*** INFORMATION SHOWN ***
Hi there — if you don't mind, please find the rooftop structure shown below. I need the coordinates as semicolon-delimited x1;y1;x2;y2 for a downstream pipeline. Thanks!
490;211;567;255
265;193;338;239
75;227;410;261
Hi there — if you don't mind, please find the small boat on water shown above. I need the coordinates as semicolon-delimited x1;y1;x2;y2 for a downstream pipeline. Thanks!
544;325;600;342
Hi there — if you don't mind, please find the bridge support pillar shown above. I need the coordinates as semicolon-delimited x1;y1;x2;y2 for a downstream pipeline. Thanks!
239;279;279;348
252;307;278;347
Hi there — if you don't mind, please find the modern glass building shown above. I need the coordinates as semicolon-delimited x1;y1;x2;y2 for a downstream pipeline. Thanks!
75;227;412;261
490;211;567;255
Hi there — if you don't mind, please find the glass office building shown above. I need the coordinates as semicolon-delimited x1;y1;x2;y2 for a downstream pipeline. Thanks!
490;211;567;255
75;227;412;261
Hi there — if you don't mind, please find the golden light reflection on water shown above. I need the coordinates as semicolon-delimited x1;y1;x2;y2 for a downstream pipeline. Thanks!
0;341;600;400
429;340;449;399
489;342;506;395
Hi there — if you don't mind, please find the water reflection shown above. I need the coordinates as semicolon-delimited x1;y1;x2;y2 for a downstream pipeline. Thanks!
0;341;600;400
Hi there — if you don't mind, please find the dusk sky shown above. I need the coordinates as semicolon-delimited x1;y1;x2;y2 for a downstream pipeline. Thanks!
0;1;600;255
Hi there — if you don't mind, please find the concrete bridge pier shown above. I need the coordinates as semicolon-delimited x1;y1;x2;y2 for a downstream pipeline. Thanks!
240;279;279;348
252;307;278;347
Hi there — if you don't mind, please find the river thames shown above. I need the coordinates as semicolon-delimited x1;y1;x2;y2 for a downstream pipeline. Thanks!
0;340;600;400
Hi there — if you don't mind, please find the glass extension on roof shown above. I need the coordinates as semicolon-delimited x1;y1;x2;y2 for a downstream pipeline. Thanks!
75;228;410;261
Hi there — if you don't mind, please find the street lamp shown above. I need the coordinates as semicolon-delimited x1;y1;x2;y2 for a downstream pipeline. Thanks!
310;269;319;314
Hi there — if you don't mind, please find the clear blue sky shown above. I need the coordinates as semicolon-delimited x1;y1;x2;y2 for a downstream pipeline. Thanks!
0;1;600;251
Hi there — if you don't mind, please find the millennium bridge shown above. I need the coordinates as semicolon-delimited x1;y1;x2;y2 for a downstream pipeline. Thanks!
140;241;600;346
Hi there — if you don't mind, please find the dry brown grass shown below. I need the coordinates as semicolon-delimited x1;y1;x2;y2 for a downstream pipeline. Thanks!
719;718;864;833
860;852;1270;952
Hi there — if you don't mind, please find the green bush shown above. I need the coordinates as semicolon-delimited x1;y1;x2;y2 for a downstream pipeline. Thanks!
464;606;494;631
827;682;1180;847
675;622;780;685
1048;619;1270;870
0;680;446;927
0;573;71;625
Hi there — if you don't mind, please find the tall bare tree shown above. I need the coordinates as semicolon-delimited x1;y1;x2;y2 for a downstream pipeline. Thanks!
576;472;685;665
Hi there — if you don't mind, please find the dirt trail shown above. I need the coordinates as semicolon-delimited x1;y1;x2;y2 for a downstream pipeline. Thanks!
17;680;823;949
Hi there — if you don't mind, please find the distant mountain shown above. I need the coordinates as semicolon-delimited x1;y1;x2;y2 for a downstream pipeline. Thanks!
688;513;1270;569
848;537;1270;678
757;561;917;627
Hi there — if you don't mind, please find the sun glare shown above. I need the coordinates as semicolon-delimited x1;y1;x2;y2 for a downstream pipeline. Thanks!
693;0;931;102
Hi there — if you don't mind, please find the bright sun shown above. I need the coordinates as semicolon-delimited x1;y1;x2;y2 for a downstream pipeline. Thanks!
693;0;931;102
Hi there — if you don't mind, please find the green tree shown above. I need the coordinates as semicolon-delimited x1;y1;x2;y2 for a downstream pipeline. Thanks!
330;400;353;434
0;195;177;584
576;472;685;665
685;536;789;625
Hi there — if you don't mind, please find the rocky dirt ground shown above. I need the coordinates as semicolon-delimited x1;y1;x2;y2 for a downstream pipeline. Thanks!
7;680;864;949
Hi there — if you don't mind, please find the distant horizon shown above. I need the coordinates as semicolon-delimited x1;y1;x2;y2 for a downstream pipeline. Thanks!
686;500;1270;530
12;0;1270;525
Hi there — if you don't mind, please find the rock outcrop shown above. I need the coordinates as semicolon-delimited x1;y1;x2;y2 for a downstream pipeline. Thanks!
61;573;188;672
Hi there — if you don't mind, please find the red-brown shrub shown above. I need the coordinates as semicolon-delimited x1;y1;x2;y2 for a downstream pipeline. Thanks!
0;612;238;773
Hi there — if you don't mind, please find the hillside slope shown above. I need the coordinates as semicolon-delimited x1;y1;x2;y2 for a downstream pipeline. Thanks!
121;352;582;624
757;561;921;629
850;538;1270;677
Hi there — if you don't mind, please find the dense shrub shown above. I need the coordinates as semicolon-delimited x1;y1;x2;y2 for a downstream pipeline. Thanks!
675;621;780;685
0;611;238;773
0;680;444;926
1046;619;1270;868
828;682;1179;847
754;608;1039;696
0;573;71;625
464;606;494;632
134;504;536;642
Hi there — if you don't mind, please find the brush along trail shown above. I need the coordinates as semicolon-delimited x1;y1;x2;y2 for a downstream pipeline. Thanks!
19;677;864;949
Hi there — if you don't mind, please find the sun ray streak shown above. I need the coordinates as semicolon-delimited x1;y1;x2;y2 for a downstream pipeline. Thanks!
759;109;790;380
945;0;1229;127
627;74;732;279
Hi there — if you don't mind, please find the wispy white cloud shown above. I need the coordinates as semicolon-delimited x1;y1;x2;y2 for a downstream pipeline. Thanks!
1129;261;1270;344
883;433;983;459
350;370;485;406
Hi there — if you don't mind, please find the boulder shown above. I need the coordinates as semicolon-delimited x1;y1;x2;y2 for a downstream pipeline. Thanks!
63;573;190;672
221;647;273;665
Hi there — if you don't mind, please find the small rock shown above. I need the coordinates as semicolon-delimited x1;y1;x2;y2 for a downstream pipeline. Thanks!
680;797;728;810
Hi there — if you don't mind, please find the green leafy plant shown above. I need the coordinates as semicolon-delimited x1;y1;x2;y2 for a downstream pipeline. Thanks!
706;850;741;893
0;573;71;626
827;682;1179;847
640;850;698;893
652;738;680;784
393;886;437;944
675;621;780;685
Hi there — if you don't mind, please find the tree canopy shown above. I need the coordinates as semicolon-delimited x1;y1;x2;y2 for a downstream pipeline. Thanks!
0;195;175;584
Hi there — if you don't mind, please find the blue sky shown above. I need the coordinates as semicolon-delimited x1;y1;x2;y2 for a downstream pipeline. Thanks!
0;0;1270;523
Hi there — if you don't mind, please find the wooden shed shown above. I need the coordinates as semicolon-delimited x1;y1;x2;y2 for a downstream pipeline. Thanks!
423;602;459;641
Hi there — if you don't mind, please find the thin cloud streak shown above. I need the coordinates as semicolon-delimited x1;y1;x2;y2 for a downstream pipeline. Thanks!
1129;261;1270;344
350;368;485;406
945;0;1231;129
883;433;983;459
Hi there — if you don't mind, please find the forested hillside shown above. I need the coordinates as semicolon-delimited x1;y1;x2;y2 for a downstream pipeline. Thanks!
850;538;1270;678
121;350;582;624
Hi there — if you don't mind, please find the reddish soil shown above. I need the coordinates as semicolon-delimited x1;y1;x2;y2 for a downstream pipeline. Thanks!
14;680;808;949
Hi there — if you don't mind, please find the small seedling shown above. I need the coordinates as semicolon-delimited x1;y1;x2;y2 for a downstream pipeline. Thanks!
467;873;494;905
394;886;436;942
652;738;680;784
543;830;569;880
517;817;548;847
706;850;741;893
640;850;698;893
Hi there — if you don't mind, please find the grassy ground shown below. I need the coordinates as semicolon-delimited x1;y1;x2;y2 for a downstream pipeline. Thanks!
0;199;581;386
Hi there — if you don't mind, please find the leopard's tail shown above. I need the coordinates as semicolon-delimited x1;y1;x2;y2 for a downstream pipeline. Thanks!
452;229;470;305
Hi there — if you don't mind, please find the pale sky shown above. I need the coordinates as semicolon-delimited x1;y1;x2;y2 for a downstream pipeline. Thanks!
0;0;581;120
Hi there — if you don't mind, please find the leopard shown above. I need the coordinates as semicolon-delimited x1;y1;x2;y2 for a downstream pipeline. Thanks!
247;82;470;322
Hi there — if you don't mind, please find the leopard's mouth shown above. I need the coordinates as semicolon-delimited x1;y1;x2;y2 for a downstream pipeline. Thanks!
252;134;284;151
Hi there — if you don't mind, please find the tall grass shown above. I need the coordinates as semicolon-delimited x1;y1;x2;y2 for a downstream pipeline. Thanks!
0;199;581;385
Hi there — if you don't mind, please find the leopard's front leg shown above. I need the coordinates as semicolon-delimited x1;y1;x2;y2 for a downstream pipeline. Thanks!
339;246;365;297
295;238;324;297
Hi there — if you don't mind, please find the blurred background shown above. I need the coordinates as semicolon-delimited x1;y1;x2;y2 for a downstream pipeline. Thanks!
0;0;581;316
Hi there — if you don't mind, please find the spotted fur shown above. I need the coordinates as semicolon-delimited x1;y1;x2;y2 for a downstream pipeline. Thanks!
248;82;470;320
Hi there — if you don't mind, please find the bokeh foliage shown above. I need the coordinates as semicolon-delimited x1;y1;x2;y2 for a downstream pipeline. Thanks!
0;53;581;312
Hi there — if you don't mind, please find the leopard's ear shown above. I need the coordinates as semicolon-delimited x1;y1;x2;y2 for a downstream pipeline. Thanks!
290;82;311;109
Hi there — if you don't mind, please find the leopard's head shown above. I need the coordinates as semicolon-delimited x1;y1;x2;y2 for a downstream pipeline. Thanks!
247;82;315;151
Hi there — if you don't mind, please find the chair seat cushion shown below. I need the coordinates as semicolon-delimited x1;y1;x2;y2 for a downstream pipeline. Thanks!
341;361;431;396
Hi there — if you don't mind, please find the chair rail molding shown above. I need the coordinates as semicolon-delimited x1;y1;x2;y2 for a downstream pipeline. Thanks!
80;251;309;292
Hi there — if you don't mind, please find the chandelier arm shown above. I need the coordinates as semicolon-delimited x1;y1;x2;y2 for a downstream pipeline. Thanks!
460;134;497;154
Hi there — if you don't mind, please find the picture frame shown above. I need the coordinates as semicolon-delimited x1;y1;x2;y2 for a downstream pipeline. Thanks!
***
» STATED PROBLEM: Find every line in the listing above that contains the string "streak", matching case exactly, and copy each of those lines.

» RESPONSE TO THE EXERCISE:
Hi there — if you don't mind, please find the sun ray streak shown above. I need the coordinates as semicolon-delimited x1;y1;x2;y2 for a downstream pipeline. Thanks!
Hi there — if you don't mind, please find the thin cloud streak shown above. I need the coordinates as semicolon-delimited x1;y1;x2;y2 for a downstream pipeline. Thanks!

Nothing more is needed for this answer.